== INPUT ROWS ==
◆ ◆ ◆

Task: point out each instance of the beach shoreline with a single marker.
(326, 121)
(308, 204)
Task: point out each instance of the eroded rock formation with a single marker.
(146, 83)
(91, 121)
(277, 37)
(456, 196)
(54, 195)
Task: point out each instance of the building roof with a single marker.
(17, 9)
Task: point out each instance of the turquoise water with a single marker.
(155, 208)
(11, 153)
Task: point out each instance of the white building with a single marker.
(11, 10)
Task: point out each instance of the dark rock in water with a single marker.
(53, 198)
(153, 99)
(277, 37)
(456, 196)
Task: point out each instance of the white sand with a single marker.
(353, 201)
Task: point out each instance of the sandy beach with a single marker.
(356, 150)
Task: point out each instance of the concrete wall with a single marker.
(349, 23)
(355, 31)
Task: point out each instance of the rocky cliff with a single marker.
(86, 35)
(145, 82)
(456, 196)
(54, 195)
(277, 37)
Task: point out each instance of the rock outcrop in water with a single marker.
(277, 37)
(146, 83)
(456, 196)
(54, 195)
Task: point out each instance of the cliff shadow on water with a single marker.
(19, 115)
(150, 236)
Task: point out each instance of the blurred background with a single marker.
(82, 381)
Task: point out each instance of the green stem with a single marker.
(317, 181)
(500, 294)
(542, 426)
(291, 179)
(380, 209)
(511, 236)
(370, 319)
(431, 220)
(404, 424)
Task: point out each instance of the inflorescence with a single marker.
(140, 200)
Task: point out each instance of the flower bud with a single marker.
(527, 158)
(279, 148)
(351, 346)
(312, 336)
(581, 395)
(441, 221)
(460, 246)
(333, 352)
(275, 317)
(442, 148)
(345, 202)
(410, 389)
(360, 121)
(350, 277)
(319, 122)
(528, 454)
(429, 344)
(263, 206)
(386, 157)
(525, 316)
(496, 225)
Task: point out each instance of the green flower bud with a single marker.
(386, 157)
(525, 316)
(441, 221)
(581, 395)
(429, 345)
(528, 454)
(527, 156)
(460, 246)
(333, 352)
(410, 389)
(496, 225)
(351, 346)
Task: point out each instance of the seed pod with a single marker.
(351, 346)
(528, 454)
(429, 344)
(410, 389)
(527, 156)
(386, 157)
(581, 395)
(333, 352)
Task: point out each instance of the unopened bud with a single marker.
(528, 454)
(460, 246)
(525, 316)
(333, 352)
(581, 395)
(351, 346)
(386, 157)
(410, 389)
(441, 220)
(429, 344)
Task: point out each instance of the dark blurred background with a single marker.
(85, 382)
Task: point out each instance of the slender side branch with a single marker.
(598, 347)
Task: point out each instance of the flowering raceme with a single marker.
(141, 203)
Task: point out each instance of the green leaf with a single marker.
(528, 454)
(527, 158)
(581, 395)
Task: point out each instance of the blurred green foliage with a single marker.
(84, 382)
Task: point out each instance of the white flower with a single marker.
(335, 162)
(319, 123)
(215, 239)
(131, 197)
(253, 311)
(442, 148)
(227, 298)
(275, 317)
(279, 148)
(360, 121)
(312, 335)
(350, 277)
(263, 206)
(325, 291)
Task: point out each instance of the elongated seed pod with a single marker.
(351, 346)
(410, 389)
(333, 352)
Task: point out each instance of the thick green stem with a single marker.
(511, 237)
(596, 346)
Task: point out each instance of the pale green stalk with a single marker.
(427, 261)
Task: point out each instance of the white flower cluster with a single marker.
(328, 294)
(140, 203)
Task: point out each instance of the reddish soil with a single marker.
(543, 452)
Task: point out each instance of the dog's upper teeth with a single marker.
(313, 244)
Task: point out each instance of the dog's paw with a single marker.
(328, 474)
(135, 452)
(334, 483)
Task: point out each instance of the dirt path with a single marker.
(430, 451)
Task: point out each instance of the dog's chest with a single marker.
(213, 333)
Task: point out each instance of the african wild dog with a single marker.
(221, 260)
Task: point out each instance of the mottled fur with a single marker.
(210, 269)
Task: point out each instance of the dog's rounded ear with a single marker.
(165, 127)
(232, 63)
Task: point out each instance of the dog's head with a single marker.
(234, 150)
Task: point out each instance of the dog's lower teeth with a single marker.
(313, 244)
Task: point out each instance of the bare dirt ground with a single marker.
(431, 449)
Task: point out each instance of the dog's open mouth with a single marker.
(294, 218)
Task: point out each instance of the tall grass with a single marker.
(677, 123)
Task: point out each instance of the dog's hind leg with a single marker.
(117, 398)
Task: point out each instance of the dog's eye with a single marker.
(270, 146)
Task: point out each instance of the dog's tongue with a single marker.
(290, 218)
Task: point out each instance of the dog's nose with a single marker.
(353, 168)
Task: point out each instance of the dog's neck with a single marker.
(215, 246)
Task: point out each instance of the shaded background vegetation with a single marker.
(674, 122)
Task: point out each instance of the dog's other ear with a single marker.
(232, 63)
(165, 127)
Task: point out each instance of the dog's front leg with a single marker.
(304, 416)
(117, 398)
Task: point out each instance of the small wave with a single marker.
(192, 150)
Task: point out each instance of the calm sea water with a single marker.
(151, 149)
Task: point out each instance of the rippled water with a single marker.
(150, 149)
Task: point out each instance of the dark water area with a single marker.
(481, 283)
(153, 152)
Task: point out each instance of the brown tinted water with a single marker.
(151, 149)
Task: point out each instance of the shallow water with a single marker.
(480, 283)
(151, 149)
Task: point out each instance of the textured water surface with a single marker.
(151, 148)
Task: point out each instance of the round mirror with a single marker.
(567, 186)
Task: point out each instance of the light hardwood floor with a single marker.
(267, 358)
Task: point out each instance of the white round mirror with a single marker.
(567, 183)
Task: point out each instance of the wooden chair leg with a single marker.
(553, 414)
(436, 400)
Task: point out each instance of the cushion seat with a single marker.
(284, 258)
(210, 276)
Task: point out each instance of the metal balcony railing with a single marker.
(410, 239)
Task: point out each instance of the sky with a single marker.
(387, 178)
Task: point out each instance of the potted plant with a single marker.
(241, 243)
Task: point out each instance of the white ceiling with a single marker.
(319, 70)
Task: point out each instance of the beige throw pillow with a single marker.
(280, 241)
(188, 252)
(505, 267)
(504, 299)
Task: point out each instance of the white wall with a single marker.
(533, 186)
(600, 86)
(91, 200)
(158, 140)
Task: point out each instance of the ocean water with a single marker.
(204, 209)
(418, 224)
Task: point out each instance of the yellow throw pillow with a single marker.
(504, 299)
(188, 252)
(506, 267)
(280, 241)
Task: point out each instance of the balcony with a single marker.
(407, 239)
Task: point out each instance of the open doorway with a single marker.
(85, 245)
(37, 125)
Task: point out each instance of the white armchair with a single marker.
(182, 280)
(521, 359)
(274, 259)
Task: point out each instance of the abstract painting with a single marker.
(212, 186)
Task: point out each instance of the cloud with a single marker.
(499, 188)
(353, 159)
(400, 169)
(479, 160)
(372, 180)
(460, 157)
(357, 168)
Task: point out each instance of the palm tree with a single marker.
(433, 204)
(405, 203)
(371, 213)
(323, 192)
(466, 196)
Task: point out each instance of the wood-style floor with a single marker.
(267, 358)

◆ ◆ ◆

== SHORT PROBLEM ==
Give again, word for word, every line from the one holding "Task: point out each instance of the wooden" to the end of the data.

== OUTPUT OF THE TASK ==
Task: point out each instance of the wooden chair leg with a single marker.
(553, 414)
(436, 400)
Task: point out each instance of the cushion seat with a single marker.
(284, 258)
(210, 276)
Task: point out each instance of the metal balcony railing with a single marker.
(410, 239)
Task: point out each instance of the sky with a single marker.
(387, 178)
Task: point out each instance of the potted plant with a single marker.
(241, 243)
Task: point out each instance of the white ceiling with a single marker.
(319, 70)
Task: point out each instance of the beige throw pillow with a single marker.
(280, 241)
(188, 252)
(505, 267)
(504, 299)
Task: point out each instance of the white wall with a single marker.
(533, 186)
(600, 86)
(91, 200)
(158, 140)
Task: point out each instance of the ocean water with a single marker.
(204, 209)
(418, 224)
Task: point out each instance of the yellow throw pillow with a single marker.
(504, 299)
(188, 252)
(506, 267)
(280, 241)
Task: point out each instance of the balcony with a single marker.
(407, 239)
Task: point out each instance of the open doorway with a single marker.
(85, 245)
(37, 125)
Task: point out each instance of the white armchair with a single marker.
(182, 280)
(521, 359)
(274, 259)
Task: point out each instance of the abstract painting with a single marker.
(212, 186)
Task: point out each instance of the cloud with a single marker.
(499, 188)
(353, 159)
(400, 169)
(479, 160)
(372, 180)
(460, 157)
(357, 168)
Task: point out each instance of the palm tree with a single marker.
(433, 204)
(405, 203)
(371, 213)
(323, 192)
(466, 196)
Task: point out each instance of the wood-style floor with a single marker.
(267, 358)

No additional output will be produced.